Material provided –

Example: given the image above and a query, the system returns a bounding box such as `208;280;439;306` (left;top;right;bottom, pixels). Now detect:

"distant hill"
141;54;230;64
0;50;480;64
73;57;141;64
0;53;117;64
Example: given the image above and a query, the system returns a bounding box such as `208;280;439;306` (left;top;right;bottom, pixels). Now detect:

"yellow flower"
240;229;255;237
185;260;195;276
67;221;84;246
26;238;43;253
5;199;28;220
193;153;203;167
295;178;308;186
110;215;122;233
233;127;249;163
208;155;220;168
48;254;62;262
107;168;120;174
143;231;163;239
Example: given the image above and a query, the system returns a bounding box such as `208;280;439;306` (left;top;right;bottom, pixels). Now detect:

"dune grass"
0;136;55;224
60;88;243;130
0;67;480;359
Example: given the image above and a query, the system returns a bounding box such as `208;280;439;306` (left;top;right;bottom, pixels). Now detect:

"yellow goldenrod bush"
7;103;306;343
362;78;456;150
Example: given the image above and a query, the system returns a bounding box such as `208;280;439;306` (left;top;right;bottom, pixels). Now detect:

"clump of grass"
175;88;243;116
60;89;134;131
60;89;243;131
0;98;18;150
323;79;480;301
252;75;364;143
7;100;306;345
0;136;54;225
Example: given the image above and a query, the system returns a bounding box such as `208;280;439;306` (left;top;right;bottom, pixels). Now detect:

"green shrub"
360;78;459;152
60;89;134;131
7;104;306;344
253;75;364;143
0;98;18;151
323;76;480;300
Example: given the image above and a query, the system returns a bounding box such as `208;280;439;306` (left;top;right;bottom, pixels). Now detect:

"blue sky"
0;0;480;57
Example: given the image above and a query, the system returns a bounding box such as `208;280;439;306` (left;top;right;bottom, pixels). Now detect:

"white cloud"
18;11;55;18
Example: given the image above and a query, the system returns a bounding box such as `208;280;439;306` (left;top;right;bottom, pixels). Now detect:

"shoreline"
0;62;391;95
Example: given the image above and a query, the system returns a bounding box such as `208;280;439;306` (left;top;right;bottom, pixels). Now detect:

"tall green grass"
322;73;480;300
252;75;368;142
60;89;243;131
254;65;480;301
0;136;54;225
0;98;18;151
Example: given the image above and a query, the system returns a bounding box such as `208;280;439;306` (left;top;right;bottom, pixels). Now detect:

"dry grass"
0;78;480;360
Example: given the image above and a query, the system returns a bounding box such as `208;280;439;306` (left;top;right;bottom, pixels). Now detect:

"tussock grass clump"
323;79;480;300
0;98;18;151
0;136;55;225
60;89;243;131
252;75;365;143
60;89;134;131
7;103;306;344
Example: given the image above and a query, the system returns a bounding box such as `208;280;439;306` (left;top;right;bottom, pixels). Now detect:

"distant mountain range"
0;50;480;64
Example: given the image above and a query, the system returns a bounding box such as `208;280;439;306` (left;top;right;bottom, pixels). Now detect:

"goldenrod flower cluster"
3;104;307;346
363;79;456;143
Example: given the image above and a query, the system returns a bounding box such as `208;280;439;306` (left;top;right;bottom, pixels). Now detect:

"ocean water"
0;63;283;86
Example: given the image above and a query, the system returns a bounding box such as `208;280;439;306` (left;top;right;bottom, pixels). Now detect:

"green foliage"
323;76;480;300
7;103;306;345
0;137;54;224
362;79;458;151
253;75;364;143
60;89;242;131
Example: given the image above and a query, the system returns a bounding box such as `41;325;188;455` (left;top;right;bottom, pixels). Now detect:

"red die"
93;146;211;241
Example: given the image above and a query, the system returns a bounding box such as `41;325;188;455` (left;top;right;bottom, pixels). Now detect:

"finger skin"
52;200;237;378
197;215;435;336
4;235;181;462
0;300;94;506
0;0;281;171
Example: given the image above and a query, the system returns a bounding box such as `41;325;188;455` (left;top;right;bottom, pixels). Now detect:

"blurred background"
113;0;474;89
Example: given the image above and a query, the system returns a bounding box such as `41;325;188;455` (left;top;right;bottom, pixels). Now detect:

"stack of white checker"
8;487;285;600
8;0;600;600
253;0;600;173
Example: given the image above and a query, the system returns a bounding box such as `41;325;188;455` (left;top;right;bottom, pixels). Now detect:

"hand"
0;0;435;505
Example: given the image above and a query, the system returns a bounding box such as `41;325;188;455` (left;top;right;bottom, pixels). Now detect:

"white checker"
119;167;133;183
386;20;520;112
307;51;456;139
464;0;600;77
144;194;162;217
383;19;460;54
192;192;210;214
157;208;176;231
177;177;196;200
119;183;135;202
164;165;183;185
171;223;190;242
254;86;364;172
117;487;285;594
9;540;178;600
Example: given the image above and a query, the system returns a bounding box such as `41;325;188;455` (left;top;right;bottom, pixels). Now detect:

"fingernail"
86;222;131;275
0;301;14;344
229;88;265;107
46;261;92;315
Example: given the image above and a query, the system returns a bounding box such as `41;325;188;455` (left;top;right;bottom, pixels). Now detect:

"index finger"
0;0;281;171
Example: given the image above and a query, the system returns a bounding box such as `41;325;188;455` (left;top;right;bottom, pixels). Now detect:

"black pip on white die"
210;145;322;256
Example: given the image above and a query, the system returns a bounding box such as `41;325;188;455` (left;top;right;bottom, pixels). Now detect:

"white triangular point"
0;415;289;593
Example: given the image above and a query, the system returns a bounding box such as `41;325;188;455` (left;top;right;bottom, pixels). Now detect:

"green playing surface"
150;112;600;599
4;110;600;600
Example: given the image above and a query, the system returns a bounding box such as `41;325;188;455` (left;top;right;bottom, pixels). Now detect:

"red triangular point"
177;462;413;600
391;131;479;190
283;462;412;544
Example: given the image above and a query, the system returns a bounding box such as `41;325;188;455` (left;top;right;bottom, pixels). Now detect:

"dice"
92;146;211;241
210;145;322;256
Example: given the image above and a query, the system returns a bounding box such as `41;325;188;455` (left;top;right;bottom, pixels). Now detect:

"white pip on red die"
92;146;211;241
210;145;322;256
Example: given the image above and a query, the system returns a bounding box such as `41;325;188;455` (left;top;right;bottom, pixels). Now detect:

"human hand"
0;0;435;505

Aim – Gather every line of the listing above that contains the string "checker", treating uppercase and lowercase letters as distinct.

Expected answer –
"stack of white checker"
"white checker"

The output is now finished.